What is being asked -> Report the lines of the data below that contain the string "necktie".

Entries provided ->
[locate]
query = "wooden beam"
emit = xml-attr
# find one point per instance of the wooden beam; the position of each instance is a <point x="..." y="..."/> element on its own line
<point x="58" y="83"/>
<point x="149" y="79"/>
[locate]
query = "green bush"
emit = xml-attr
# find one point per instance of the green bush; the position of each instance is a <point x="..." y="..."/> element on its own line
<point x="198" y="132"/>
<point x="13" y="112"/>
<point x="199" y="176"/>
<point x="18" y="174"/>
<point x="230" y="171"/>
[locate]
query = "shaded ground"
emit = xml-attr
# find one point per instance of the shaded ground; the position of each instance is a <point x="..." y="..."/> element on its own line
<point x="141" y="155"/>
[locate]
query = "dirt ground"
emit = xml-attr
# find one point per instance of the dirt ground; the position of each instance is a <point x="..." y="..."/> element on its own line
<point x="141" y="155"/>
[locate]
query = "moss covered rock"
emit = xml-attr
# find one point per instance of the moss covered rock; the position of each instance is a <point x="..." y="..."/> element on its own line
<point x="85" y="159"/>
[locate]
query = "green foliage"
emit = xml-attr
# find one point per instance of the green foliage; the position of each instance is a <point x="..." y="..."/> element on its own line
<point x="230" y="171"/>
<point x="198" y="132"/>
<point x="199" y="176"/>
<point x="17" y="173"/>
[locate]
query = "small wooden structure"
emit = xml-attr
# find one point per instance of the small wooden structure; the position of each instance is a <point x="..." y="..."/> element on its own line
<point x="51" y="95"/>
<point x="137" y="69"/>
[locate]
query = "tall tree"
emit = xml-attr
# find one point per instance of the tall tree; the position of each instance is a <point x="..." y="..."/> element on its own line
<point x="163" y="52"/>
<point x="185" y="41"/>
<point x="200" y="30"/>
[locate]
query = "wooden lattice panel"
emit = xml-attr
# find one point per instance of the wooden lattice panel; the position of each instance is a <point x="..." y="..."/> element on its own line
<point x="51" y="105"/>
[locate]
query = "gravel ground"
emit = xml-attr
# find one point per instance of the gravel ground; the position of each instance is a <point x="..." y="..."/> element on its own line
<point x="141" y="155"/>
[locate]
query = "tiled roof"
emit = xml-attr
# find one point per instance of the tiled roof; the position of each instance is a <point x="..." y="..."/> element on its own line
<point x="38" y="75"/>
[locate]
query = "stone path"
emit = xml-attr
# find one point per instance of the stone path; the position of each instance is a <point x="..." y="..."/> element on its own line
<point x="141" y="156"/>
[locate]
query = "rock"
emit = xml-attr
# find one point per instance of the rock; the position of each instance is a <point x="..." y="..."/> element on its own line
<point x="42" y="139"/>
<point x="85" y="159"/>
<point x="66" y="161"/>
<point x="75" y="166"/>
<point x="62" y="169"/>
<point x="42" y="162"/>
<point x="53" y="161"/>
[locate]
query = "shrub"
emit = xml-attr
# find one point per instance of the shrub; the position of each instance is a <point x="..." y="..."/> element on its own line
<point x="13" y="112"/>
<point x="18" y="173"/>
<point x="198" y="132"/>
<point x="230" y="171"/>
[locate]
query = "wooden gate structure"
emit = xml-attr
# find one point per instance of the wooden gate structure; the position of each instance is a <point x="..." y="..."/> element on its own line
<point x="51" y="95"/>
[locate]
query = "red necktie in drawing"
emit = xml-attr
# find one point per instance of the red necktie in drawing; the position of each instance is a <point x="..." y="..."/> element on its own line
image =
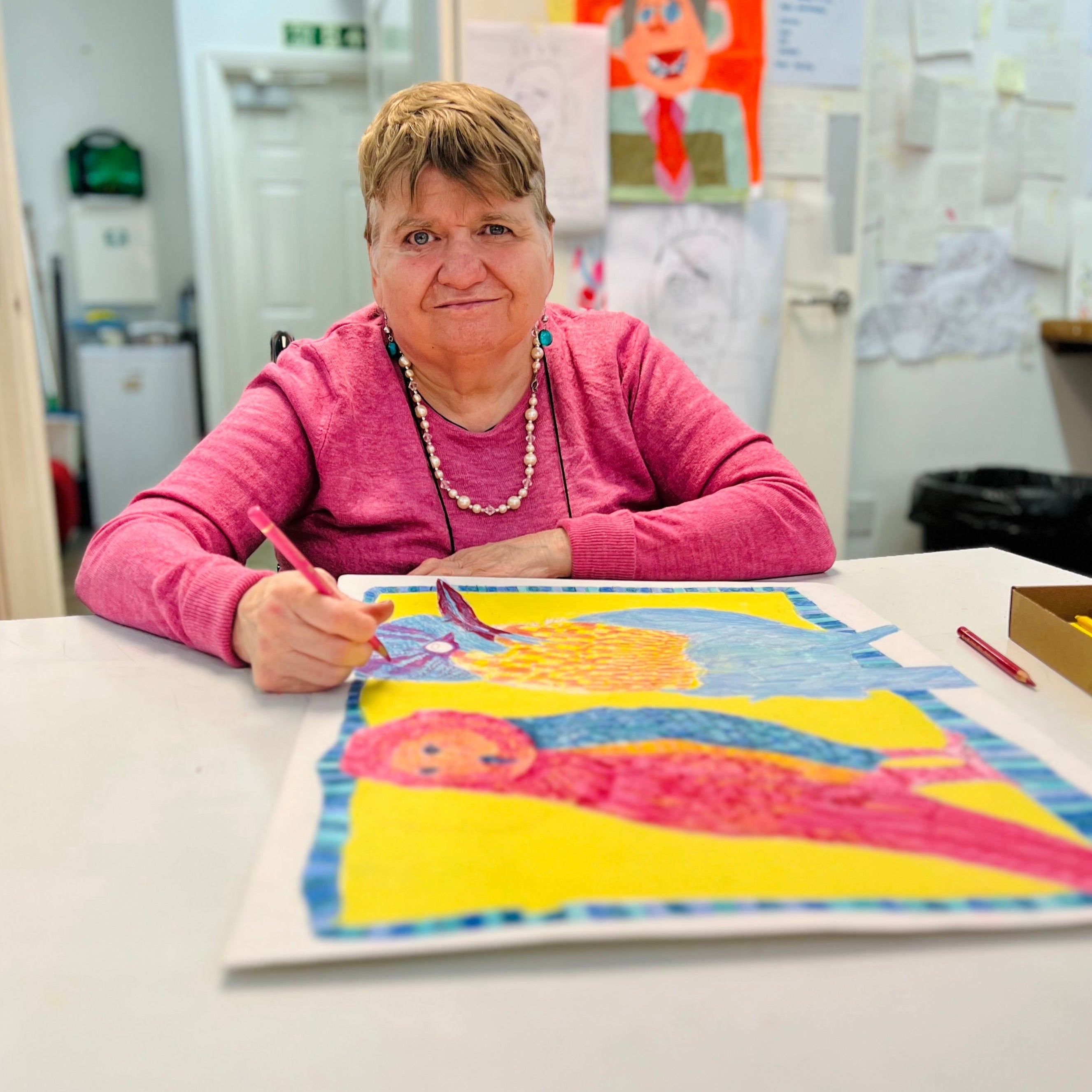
<point x="671" y="152"/>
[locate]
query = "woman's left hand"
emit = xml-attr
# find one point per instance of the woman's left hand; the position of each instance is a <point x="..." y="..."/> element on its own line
<point x="546" y="554"/>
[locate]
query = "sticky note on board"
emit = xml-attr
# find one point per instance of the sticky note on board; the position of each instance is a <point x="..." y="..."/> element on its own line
<point x="1053" y="74"/>
<point x="561" y="11"/>
<point x="985" y="18"/>
<point x="1011" y="76"/>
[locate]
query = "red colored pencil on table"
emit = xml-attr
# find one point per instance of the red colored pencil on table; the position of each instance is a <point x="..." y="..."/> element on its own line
<point x="992" y="654"/>
<point x="296" y="559"/>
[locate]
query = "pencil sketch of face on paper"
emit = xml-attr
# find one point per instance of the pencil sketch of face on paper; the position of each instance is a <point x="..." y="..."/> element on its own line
<point x="557" y="74"/>
<point x="708" y="282"/>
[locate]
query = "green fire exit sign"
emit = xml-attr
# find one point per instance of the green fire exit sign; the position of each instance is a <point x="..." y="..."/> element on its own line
<point x="326" y="35"/>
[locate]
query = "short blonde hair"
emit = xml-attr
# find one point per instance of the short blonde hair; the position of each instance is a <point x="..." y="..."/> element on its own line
<point x="469" y="133"/>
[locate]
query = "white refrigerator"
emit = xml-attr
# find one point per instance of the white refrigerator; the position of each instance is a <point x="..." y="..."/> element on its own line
<point x="140" y="419"/>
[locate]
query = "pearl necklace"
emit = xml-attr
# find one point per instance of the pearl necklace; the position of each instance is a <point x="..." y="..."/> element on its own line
<point x="541" y="339"/>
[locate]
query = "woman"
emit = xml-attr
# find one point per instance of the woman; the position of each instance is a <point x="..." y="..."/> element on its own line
<point x="461" y="426"/>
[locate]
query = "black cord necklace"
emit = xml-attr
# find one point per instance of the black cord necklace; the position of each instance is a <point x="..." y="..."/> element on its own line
<point x="424" y="449"/>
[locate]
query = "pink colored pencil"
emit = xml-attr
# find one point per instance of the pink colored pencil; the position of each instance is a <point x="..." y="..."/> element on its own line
<point x="296" y="559"/>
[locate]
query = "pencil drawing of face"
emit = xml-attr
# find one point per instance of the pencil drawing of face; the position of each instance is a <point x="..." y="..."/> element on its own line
<point x="696" y="293"/>
<point x="540" y="90"/>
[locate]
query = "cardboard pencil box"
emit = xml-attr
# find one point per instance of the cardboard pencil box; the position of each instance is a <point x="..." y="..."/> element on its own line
<point x="1040" y="622"/>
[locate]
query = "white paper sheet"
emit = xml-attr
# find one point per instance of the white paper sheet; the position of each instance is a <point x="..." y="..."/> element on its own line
<point x="876" y="186"/>
<point x="910" y="231"/>
<point x="885" y="94"/>
<point x="1046" y="136"/>
<point x="964" y="113"/>
<point x="810" y="250"/>
<point x="1003" y="154"/>
<point x="794" y="137"/>
<point x="1034" y="14"/>
<point x="708" y="281"/>
<point x="1052" y="74"/>
<point x="559" y="75"/>
<point x="943" y="28"/>
<point x="817" y="43"/>
<point x="923" y="112"/>
<point x="959" y="193"/>
<point x="283" y="923"/>
<point x="1041" y="235"/>
<point x="974" y="300"/>
<point x="1079" y="305"/>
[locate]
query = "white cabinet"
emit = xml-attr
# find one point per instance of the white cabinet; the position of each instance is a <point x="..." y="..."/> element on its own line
<point x="140" y="419"/>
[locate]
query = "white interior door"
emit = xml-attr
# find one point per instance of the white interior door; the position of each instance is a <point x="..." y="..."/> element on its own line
<point x="291" y="250"/>
<point x="812" y="414"/>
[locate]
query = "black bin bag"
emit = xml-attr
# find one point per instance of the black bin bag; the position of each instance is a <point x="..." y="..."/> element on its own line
<point x="1045" y="517"/>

Answer to this task ->
query = "red necktie in drawing"
# find one point per instance of the red necktie in drawing; the position of each instance is a <point x="..." y="..."/> element on its own line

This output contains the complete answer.